--- Start of Data lines ---

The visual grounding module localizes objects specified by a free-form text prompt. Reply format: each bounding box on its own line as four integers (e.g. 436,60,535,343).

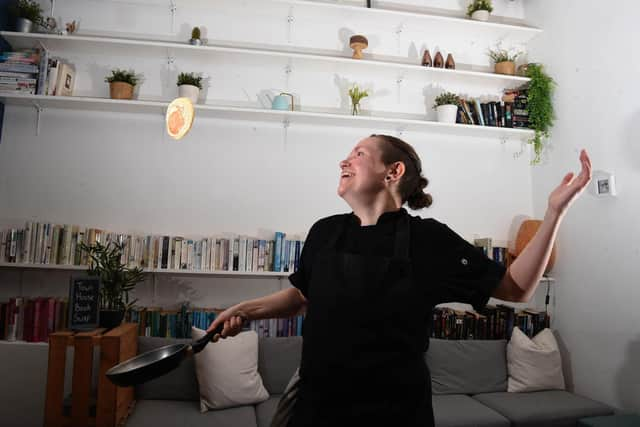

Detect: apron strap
393,214,411,259
325,214,411,259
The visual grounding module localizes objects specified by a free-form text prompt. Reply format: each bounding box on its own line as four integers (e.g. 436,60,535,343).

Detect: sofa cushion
472,390,613,427
191,326,269,412
258,337,302,394
426,339,507,394
433,394,511,427
256,394,282,427
136,337,200,400
507,327,564,392
125,400,257,427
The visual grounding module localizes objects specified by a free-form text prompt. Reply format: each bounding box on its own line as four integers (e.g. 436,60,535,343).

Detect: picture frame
69,274,102,331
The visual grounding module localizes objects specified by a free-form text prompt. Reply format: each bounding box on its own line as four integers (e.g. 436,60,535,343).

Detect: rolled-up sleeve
436,224,506,311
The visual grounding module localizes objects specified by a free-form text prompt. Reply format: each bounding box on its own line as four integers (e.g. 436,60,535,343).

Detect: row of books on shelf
0,221,304,272
456,89,529,128
431,304,551,340
0,297,303,342
125,306,304,338
0,49,75,96
0,297,69,342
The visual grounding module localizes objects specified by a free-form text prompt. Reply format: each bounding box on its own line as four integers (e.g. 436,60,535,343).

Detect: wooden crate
44,323,138,427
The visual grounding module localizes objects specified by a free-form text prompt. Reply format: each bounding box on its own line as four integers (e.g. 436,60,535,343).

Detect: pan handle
191,323,224,353
191,312,249,354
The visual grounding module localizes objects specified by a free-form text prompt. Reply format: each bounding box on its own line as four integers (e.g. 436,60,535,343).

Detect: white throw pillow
191,327,269,412
507,327,564,392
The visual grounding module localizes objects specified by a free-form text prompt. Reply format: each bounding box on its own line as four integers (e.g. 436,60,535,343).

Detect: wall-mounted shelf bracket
33,101,44,136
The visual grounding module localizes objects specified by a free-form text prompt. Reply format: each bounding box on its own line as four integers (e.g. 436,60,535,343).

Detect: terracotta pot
109,82,133,99
515,219,556,274
495,61,516,76
471,10,489,21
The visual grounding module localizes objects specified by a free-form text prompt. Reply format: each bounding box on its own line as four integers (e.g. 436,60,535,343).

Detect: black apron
290,213,433,427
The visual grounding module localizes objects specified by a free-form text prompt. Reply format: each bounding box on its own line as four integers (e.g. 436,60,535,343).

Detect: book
56,62,76,96
473,99,486,126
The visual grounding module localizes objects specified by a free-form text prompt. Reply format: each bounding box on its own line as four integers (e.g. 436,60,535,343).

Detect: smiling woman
204,135,590,427
338,134,433,222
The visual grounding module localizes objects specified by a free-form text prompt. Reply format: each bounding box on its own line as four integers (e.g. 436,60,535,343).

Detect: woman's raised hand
207,306,249,342
549,149,591,215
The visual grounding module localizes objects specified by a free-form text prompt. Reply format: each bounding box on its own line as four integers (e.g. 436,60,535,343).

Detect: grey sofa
126,337,613,427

--- End of Data lines ---

What you need to do – Lay out every line of the records above as a Markdown table with the columns "No." and "Line", numbering the rows in order. Skip blank lines and leave the pictures out.

Output below –
| No. | Line |
|---|---|
| 1 | The visual grounding module localizes objects specified by a free-form text prompt. Reply format: each bounding box on its own line as four integers (e.g. 436,60,535,343). |
| 2 | Detect: apron strap |
| 3 | 393,214,411,259 |
| 4 | 325,214,411,259 |
| 5 | The visual grounding module localizes objects specified by a free-form text prompt. Reply format: each bounding box on its own line as four integers (e.g. 436,60,535,343). |
| 6 | Detect: sofa cushion |
| 7 | 472,390,613,427 |
| 8 | 191,326,269,412 |
| 9 | 258,337,302,394 |
| 10 | 426,339,507,394 |
| 11 | 433,394,511,427 |
| 12 | 256,394,282,427 |
| 13 | 136,337,200,400 |
| 14 | 507,327,564,392 |
| 15 | 125,400,257,427 |
| 16 | The visual grounding module localizes objects specified by a free-form text prompt. Reply format: each bounding box on its own line as four integers (e.g. 436,60,535,343). |
| 17 | Detect: picture frame |
| 18 | 69,274,102,331 |
| 19 | The visual grounding module localizes objects specified by a free-form text prompt. Reply format: each bounding box on its own line as four integers (e.g. 436,60,535,343). |
| 20 | Detect: rolled-up sleeve |
| 21 | 436,224,506,311 |
| 22 | The visual grounding module localizes objects specified by a free-form text prompt. Reply format: each bounding box on its own line as four integers (e.g. 436,60,535,343). |
| 23 | Detect: row of books on shelf |
| 24 | 0,221,304,272 |
| 25 | 456,89,529,128 |
| 26 | 431,304,551,340 |
| 27 | 0,297,303,342 |
| 28 | 125,306,304,338 |
| 29 | 0,49,75,96 |
| 30 | 0,297,69,342 |
| 31 | The visual grounding module localizes objects specified by a free-form text prompt. Reply format: each bounding box on its own line as four integers (e.g. 436,60,535,343). |
| 32 | Detect: wooden crate |
| 33 | 44,323,138,427 |
| 34 | The visual grounding module localizes objects specified by a free-form text prompt. Reply format: each bounding box on its own line as four integers (e.g. 436,60,535,343). |
| 35 | Detect: pan handle |
| 36 | 191,323,224,353 |
| 37 | 191,312,249,354 |
| 38 | The visual grounding module localizes objects specified by a free-form text prompt. Reply format: each bounding box on its own line as four integers (e.g. 436,60,535,343). |
| 39 | Detect: white throw pillow |
| 40 | 191,327,269,412 |
| 41 | 507,327,564,392 |
| 42 | The visual grounding module localizes objects specified by a free-form text prompt. Reply format: each bounding box on its own line as four integers (e.g. 436,60,535,343). |
| 43 | Detect: wall-mounted shelf bracket |
| 44 | 33,101,44,136 |
| 45 | The visual grounding module localizes objects specified by a free-form text prompt. Reply format: each bounding box on its own line as four integers (e.g. 436,60,535,343). |
| 46 | Detect: terracotta pot |
| 47 | 109,82,133,99 |
| 48 | 515,219,556,274 |
| 49 | 495,61,516,76 |
| 50 | 471,10,489,21 |
| 51 | The visual grounding module localizes objects specified by a free-form text prompt. Reply format: each bounding box on its own line as four integers (e.g. 436,60,535,343). |
| 52 | Detect: black apron |
| 53 | 290,213,433,427 |
| 54 | The visual grounding module localizes objects specified by a free-form text prompt. Reply format: each bounding box on its own line as four integers (e.g. 436,60,535,343). |
| 55 | Detect: book |
| 56 | 56,62,76,96 |
| 57 | 473,99,486,126 |
| 58 | The visual grounding module localizes objects specified by a free-form text prompt. Reply format: each bounding box on its own line as four integers (e.g. 436,60,535,343). |
| 59 | Detect: smiling woman |
| 60 | 204,135,590,427 |
| 61 | 338,134,433,222 |
| 62 | The visual grounding module localizes objects specified by a free-form text prompt. Reply format: each bounding box on its own line as four integers (e.g. 436,60,535,343). |
| 63 | Detect: woman's raised hand |
| 64 | 207,306,249,342 |
| 65 | 549,149,591,215 |
| 66 | The visual grounding module localizes objects specified by a free-form text prompt. Reply format: each bounding box on its own line as four integers (e.g. 436,60,535,343). |
| 67 | Detect: grey sofa |
| 68 | 126,337,613,427 |